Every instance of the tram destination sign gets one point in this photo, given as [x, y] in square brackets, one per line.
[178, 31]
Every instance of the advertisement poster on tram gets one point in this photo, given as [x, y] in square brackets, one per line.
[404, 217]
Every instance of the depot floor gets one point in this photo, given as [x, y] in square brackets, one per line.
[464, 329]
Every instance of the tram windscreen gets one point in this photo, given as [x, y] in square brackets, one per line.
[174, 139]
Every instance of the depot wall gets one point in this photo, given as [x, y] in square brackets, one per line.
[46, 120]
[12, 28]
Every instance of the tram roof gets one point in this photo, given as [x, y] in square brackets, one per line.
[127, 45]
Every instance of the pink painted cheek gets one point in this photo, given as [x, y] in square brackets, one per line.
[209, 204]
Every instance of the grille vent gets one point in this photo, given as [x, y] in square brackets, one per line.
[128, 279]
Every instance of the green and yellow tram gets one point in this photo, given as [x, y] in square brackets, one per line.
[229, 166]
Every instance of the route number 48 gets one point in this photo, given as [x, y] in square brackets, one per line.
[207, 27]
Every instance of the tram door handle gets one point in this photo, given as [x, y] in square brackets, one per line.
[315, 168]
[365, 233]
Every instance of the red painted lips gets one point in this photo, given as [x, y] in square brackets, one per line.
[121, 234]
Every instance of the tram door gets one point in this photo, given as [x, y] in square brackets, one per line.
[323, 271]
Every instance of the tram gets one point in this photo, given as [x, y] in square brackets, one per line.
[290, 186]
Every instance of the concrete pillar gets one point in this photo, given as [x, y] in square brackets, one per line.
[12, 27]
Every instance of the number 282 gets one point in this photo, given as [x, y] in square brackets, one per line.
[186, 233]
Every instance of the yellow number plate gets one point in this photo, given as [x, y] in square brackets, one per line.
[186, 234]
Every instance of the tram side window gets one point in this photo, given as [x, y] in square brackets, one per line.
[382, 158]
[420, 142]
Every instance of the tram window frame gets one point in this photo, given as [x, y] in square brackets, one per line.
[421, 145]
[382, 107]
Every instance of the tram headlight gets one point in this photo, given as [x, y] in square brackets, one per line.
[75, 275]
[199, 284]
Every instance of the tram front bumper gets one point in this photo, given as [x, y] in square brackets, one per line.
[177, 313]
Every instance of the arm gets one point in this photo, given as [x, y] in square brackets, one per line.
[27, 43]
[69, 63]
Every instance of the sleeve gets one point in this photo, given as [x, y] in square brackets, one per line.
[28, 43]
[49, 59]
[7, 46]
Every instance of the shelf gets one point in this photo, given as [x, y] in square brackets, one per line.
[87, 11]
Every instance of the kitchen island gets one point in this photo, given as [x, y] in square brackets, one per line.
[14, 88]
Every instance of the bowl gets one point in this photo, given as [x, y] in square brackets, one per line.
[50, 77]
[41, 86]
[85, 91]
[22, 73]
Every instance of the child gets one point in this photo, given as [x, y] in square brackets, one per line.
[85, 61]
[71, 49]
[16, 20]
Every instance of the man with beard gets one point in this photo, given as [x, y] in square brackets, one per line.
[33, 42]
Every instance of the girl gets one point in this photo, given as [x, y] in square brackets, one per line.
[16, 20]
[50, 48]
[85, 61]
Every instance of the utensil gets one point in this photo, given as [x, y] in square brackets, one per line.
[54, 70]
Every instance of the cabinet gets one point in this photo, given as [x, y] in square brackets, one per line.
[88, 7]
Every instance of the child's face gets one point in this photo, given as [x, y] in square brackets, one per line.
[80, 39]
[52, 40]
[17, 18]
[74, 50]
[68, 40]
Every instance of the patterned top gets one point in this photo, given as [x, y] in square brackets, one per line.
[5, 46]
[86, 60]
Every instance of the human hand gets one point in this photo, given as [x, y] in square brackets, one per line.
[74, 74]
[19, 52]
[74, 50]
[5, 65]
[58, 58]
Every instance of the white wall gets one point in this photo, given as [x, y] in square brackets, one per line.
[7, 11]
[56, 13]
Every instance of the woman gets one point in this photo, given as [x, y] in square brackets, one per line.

▶ Set exercise
Render all of the records above as a Markdown table with two columns, Row and Line. Give each line its own numbered row, and skip any blank lines.

▶ The result
| Row | Line |
|---|---|
| 1 | Every instance of the tram destination sign gets one point in this photo, given as [x, y] in square brackets, one per line. |
| 2 | [178, 31] |
| 3 | Every instance of the advertisement poster on tram gets one point in this photo, given as [x, y] in square brackets, one per line. |
| 4 | [404, 217] |
| 5 | Every instance of the depot floor gets one point in this photo, given as [x, y] in square brackets, one per line. |
| 6 | [464, 329] |
| 7 | Every instance of the tram windscreen gets one point in this photo, given as [x, y] in square brackets, one per line. |
| 8 | [174, 139] |
| 9 | Every instance of the depot wall gets one point in this photo, given as [x, y] in square brackets, one per line. |
| 10 | [46, 120] |
| 11 | [12, 28] |
| 12 | Every instance of the tram roof gets one point in this photo, given as [x, y] in square brackets, one per line. |
| 13 | [127, 45] |
| 14 | Every instance of the pink painted cheek gets one point in this photo, given as [x, y] in square brackets, one per line. |
| 15 | [209, 204] |
| 16 | Every instance of the grille vent gets one point in this photo, given as [x, y] in square brackets, one per line. |
| 17 | [128, 279] |
| 18 | Every instance of the green and yellow tram gets one point in this photo, given as [x, y] in square brackets, one per line. |
| 19 | [229, 166] |
| 20 | Every instance of the route number 48 gets one point in this photo, given as [x, y] in square brackets, one per line. |
| 21 | [207, 27] |
| 22 | Every instance of the tram door handle gets one point in this photo, given as [x, y] in square brackets, one per line. |
| 23 | [315, 168] |
| 24 | [365, 233] |
| 25 | Every instance of the red painted lips gets one point in this photo, given as [x, y] in square brackets, one per line. |
| 26 | [121, 234] |
| 27 | Every instance of the tram door gets one point in this photo, given as [x, y] in square brackets, one per line. |
| 28 | [323, 271] |
| 29 | Every instance of the tram gets one point in this photo, given as [x, y] in square brackets, one per line. |
| 30 | [290, 186] |
| 31 | Every instance of the concrete pillar gets one point in this photo, given as [x, y] in square brackets, one per line. |
| 32 | [12, 27] |
| 33 | Every instance of the number 282 gets one point in this photo, given as [x, y] in square brackets, one per line. |
| 34 | [186, 233] |
| 35 | Every instance of the yellow number plate gets one point in this photo, given as [x, y] in square brackets, one per line. |
| 36 | [186, 234] |
| 37 | Every instance of the tram side window gets one point in this photo, given as [x, y] in square brackets, one per line. |
| 38 | [382, 158] |
| 39 | [420, 142] |
| 40 | Every instance of the tram window frame gets one point in this photo, given as [x, y] in square brackets, one per line. |
| 41 | [421, 145] |
| 42 | [382, 107] |
| 43 | Every instance of the tram headlight gets one point in this photo, given as [x, y] in square brackets, one per line. |
| 44 | [75, 275] |
| 45 | [199, 284] |
| 46 | Every instance of the tram front bumper gets one point in this photo, given as [x, y] in square brackets, one per line. |
| 47 | [177, 313] |
| 48 | Every instance of the arm gets one point in this photo, given as [x, y] in square brackets, one per line. |
| 49 | [27, 43] |
| 50 | [69, 63] |
| 51 | Every instance of the sleeve gets one point in this photo, given as [x, y] in square brackets, one per line. |
| 52 | [28, 43] |
| 53 | [49, 59] |
| 54 | [7, 46] |
| 55 | Every instance of the shelf gets one point in this photo, given as [x, y] in square brackets, one per line. |
| 56 | [87, 11] |
| 57 | Every instance of the kitchen island gets one point in this photo, given as [x, y] in square brackets, one per line. |
| 58 | [14, 88] |
| 59 | Every instance of the bowl gets one point in this photo, given as [x, y] in square brackets, one per line. |
| 60 | [50, 77] |
| 61 | [41, 86] |
| 62 | [85, 91] |
| 63 | [22, 73] |
| 64 | Every instance of the child gets one point in this photo, given as [x, y] in square brackets, one per line. |
| 65 | [85, 61] |
| 66 | [71, 49] |
| 67 | [16, 20] |
| 68 | Every instance of the man with beard gets one point in this photo, given as [x, y] in square brackets, one per line. |
| 69 | [33, 42] |
| 70 | Every instance of the girl gets one point in this photo, given as [x, y] in square brackets, one per line. |
| 71 | [16, 20] |
| 72 | [50, 48] |
| 73 | [85, 61] |
| 74 | Every instance of the utensil gets one point in this photo, given as [x, y] in square brackets, one per line. |
| 75 | [54, 70] |
| 76 | Every instance of the cabinet gets one point in this photo, given as [x, y] in square brackets, one per line. |
| 77 | [88, 7] |
| 78 | Every instance of the child's face gets one point in this photo, given as [x, y] in square brackets, one per line. |
| 79 | [80, 39] |
| 80 | [52, 40] |
| 81 | [17, 18] |
| 82 | [74, 50] |
| 83 | [68, 40] |
| 84 | Every instance of the patterned top gets one point in this photo, given as [x, y] in square brackets, one per line. |
| 85 | [5, 46] |
| 86 | [86, 60] |
| 87 | Every instance of the human hand gets one point in this photo, given as [x, y] in square brackets, one per line. |
| 88 | [74, 74] |
| 89 | [19, 52] |
| 90 | [74, 50] |
| 91 | [5, 65] |
| 92 | [58, 58] |
| 93 | Every instance of the white wall gets one point in this photo, given as [x, y] in square brackets, one per line. |
| 94 | [7, 11] |
| 95 | [56, 13] |
| 96 | Every instance of the woman gets one point in this photo, given as [x, y] in square brackets, one per line. |